> _Tekst_
....

Nasza Loteria NaM - pasek na kartach artykułów

Kraków. Nieustanny kocioł w VIII LO: polityczna kłótnia o dyrektorkę. "Nadzór partyjny" kontra "dobro ucznia". Ale kontrowersji jest więcej

Daria Gosek-Popiołek i Łukasz Gibała wzięli w obronę dyrektor VIII LO Annę Drwiegę w konflikcie z kurator Barbarą Nowak
Daria Gosek-Popiołek i Łukasz Gibała wzięli w obronę dyrektor VIII LO Annę Drwiegę w konflikcie z kurator Barbarą Nowak Aneta Żurek, Krystian Dobuszyński, FB
Prezydent Krakowa Jacek Majchrowski zawiesił dyrektorkę VIII LO w Krakowie Annę Drwięgę z uwagi na prowadzone przeciwko niej postępowanie dyscyplinarne, zainicjowane przez Małopolskie Kuratorium Oświaty, a związane z odmową przesunięcia egzaminu poprawkowego jednej z uczennic. Dyrektorka swoją decyzję tłumaczy zapisami prawa oświatowego. W jej obronie stanęli przedstawiciele opozycji parlamentarnej z lewicy i Platformy Obywatelskiej oraz Łukasz Gibała, szef klubu "Kraków dla Mieszkańców" w Radzie Miasta Krakowa. Zapraszając na konferencję w tej sprawie politycy używali określeń "niszczenie doświadczonej dyrektorki szkoły". Nie wspominano na nich o sprawach sądowych, które toczą się w związku z zarządzaniem VIII LO przez Annę Drwięgę, a dotyczących niepłacenia za wykonane na terenie szkoły prace, które nadzorował mąż dyrektorki i otrzymał za to pieniądze.

W swojej interpelacji do Jacka Majchrowskiego radny Łukasz Gibała poprosił o wyjaśnienie, dlaczego prezydent zawiesił dyrektor Drwięgę, pomimo że postępowanie dyscyplinarne dopiero się rozpoczęło.

....

> _Wpisy zawarte w zbiorze danych_

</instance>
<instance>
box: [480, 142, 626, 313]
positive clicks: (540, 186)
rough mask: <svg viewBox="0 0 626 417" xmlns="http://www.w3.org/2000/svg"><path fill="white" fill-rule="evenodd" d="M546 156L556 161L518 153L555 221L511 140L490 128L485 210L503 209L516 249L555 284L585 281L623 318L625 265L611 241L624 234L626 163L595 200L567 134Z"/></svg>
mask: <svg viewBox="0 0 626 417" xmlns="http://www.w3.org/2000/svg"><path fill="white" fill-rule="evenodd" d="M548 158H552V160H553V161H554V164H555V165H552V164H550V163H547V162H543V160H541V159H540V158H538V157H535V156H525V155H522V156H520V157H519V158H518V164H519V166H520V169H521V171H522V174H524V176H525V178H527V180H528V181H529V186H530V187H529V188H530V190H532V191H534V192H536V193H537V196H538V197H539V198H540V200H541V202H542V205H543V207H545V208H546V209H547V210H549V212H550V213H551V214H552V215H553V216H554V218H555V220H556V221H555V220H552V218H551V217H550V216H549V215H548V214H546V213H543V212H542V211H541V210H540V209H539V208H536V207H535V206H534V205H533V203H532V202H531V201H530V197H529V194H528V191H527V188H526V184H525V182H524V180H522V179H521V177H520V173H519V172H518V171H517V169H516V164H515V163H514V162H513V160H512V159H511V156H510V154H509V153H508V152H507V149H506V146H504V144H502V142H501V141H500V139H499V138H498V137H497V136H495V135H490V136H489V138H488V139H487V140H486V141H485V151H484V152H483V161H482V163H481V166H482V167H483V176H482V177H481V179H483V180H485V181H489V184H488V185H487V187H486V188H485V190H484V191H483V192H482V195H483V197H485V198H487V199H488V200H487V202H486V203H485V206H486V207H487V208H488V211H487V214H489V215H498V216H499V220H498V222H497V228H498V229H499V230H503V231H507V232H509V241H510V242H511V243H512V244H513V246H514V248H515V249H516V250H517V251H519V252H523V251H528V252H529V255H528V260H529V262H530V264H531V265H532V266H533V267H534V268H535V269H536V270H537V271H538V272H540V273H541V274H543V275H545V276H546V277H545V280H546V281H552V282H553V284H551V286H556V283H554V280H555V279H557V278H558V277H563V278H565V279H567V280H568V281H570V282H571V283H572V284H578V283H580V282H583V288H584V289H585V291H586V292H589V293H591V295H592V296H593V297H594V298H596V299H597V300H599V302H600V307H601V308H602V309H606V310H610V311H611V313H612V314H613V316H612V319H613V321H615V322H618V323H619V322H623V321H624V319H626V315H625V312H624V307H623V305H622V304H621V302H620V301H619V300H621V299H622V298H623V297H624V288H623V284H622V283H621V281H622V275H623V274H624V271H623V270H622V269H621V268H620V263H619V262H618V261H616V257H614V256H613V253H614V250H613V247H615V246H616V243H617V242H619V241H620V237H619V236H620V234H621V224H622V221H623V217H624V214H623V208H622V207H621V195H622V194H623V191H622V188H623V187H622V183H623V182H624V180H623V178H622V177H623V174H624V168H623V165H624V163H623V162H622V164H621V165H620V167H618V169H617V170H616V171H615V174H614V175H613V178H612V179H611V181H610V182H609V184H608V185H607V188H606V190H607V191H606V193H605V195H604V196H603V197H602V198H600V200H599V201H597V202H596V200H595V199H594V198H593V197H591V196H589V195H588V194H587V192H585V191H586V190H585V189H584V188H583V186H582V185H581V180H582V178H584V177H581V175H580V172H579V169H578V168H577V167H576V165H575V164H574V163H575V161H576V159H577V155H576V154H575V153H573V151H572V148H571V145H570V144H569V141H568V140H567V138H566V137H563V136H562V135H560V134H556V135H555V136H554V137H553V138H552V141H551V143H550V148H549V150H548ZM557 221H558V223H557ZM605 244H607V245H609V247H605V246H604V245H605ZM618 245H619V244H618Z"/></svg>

....

> _Zadania_
**1.** Na podstawie tekstu o VIII LO wyjaśnij w jednym do trzech zdań, dlaczego prezydent Krakowa zawiesił dyrektorkę tej szkoły.
**2.** Przedstaw jako krótką listę akapit tekstu o VIII LO zaczynający się od słów „Prezydent Krakowa Jacek Majchrowski zawiesił” i zachowaj jego najważniejsze fakty.

> _Odpowiedzi_
**1.** Prezydent Krakowa zawiesił dyrektorkę VIII LO z uwagi na prowadzone przeciwko niej postępowanie dyscyplinarne. Postępowanie to zainicjowało Małopolskie Kuratorium Oświaty. Jest ono związane z jej odmową przesunięcia egzaminu poprawkowego jednej z uczennic.

**2.**
- Prezydent Krakowa Jacek Majchrowski zawiesił dyrektorkę VIII LO Annę Drwięgę z powodu postępowania dyscyplinarnego. Postępowanie to wszczęło Małopolskie Kuratorium Oświaty.
- Postępowanie dotyczy odmowy przesunięcia egzaminu poprawkowego jednej z uczennic. Dyrektorka tłumaczy swoją decyzję zapisami prawa oświatowego.
- W jej obronie stanęli politycy opozycji parlamentarnej z lewicy i Platformy Obywatelskiej. Poparł ją też Łukasz Gibała, szef klubu „Kraków dla Mieszkańców” w Radzie Miasta Krakowa.
- Zapraszając na konferencję, politycy mówili o „niszczeniu doświadczonej dyrektorki szkoły”.
- Na konferencjach nie wspominano o sprawach sądowych związanych z zarządzaniem szkołą przez dyrektorkę. Dotyczą one niepłacenia za prace na terenie szkoły, które nadzorował jej mąż i otrzymał za to pieniądze.